## [Extract provided]
Co-Block Lead- Foundation of Osteopathic Medicine-III (FOM3): 2019- present

We have been using cell biological, molecular biological and genetic approaches to understand mechanisms underlying disease processes and to identify gene targets for therapeutic interventions. We have applied these approaches toward investigating breast, prostate and ovarian cancer, diabetic retinopathy, and genetic deafness. The following is a brief description of some of our current research topics and past projects.

1. Epigenetic mechanisms of breast cancer invasiveness: We have profiled the expression of Eph receptors, the largest family of receptor tyrosine kinases, and their ephrin ligands in breast carcinoma cells. We are exploring epigenetic mechanisms responsible for transcriptional regulation of specific receptors/ligands receptor in invasive breast carcinoma cells, and characterizing interactions among Eph receptors, and between Eph receptors and cadherins. In addition, we are developing methylation sensitive PCR (MSP) assays of gene promoters as diagnostic tools to determine estrogen-positive and estrogen-negative cells in breast tumors.
2. Breast cancer stem cells: We have characterized stem cells from cell lines representing normal breast cell line, and noninvasive breast cancer and invasive breast carcinoma cell lines. We are investigating interactions of Eph receptors and ephrin ligands of stem cells with bulk tumor cells and stroma to determine/predict potential phenotype and progression. The effects of known therapeutic agents on stem cells is also being investigated.
3. Inactivation of senescence causing genes in human cancers: In a collaborative study, we have characterized transcriptional regulation of transcript variants of ionotropic glutamate receptor GluR6/GRIK2. We are exploring differential expression of this gene in neuronal and non-neuronal cells to determine biological significance of GluR6 transcriptional silencing and inhibition of the senescence program in cancer cell lines.

## [What to do]
• a. According to the research overview, which family of receptors is the largest family of receptor tyrosine kinases?
• b. Carry the research overview forward from its final sentence.
The material that comes next plays no part in this work.

## [Extracted records]
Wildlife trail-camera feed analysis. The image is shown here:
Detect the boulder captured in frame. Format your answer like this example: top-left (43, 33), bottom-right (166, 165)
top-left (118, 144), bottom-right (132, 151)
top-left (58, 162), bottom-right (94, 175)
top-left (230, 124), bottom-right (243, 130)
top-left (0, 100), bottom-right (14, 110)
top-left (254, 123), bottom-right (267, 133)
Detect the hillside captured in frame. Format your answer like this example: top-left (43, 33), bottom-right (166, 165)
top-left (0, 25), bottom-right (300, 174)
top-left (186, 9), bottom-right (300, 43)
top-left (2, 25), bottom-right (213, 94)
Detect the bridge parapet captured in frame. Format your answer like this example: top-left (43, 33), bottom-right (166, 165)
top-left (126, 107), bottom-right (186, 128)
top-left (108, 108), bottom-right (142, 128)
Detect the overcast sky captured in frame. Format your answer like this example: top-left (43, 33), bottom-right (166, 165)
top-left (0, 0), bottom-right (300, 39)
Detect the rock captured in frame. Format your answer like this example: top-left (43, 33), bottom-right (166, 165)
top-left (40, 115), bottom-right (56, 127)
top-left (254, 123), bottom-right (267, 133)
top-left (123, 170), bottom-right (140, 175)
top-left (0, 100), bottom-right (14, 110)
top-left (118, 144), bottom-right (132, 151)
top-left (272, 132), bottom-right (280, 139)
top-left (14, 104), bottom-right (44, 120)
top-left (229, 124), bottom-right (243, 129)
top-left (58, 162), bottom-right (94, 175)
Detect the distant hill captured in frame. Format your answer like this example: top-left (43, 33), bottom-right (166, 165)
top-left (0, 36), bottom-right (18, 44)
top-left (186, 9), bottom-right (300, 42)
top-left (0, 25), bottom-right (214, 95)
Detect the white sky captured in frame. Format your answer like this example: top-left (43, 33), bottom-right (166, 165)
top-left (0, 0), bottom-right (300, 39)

---

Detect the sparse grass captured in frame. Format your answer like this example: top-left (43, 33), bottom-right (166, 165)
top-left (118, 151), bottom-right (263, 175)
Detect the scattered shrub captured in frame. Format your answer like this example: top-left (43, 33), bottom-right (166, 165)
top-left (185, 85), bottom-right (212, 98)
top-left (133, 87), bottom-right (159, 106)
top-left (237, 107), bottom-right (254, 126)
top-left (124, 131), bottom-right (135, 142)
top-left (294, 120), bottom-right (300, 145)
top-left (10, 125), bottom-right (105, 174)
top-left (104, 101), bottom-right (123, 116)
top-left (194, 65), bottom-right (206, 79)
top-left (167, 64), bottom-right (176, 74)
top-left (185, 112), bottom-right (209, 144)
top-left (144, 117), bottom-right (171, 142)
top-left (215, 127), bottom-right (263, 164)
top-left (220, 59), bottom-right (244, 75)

## [Expected outputs]
• a. The Eph receptors.

• b.
4. Molecular basis of diabetic retinopathy: In collaboration with investigators at the National Eye Institute, we have characterized transcript profiles of normal and diabetic retina by RNA-seq strategy. Similar approach has been utilized for miRNA profiling.
5. Human deafness: Genetic or acquired deafness is a major public health concern. Many nonsyndromic hearing loss phenotypes have been mapped to various human chromosomes. We have characterized cDNA libraries from human inner ear for applying cDNA selection strategies to map inner ear specific cDNAs to regions of human chromosomes harboring deafness loci.

• Zhawar VK, Kandpal RP and Athwal RS (2019). Isoforms of ionotropic glutamate receptor GRIK2 induce senescence of carcinoma cells. Cancer Genomics Proteomics 16, 59-64.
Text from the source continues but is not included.